-- RECORDS PROVIDED --
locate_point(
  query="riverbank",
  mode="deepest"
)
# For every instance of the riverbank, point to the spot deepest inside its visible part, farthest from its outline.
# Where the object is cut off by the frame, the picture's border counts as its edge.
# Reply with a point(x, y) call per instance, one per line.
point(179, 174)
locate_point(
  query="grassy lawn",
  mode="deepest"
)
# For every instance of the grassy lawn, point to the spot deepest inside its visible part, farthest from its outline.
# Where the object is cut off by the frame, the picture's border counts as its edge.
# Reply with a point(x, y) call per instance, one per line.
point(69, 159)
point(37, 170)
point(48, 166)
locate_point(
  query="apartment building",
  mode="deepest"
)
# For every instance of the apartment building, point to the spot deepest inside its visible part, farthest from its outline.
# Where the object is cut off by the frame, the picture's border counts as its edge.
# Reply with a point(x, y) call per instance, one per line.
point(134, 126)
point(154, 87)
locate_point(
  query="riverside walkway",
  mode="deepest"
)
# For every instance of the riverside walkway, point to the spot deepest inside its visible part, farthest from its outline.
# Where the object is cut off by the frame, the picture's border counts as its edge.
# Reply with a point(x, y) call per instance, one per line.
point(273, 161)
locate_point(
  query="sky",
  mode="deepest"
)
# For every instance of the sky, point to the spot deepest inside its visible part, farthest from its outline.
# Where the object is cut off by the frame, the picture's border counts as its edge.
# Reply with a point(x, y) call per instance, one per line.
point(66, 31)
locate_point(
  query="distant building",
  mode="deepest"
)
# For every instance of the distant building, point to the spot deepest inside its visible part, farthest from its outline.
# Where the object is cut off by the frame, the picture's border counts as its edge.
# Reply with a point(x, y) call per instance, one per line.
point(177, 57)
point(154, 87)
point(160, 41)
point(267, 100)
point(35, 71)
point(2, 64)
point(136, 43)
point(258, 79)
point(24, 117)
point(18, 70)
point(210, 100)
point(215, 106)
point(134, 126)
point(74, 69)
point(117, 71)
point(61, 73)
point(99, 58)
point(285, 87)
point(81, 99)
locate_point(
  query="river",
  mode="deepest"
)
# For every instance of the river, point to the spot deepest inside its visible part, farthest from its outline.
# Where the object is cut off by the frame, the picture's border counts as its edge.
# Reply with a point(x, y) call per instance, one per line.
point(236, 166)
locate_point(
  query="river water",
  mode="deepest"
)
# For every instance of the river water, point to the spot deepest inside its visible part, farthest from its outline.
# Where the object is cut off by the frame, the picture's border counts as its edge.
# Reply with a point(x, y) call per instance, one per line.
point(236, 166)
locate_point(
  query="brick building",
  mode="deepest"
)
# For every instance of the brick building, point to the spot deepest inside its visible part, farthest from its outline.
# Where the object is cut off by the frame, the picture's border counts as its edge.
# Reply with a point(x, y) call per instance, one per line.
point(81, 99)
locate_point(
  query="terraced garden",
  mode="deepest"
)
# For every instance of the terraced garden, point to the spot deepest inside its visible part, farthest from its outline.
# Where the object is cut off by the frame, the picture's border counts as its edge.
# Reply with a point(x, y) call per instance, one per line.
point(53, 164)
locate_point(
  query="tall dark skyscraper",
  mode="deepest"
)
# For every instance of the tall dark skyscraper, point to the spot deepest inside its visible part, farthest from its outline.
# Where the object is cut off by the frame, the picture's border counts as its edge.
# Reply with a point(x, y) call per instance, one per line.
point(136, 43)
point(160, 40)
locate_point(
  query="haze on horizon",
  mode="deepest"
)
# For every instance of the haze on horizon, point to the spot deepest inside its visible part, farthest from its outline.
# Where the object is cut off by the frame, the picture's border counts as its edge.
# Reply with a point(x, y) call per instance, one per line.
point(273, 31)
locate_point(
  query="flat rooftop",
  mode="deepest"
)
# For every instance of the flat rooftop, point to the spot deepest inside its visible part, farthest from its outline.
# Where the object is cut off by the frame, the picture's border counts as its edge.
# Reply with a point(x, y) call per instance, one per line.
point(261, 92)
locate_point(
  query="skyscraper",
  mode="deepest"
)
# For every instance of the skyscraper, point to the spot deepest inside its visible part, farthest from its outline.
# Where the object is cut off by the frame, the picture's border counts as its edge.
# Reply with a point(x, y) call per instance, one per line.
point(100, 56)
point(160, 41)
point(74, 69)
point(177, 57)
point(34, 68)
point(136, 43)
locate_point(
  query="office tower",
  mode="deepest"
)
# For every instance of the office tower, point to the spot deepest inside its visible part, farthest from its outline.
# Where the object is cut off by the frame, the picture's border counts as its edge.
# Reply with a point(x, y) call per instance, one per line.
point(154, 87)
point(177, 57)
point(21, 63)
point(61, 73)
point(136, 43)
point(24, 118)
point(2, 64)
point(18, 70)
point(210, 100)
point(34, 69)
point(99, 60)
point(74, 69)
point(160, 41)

-- GIVEN REQUEST --
Rewrite the stretch from the start of the listing through the line containing "point(179, 174)", substituting "shoreline" for every "riverbank" and leaving everything else unchanged.

-- TASK SOLUTION --
locate_point(
  query="shoreline",
  mode="deepest"
)
# For every instance of the shoreline, point to the spot deepest inside its visible part, farthest from its outline.
# Where the object is cut off by the frame, the picture's border counts as its edge.
# Reply with a point(x, y) call per instance, one per line.
point(179, 174)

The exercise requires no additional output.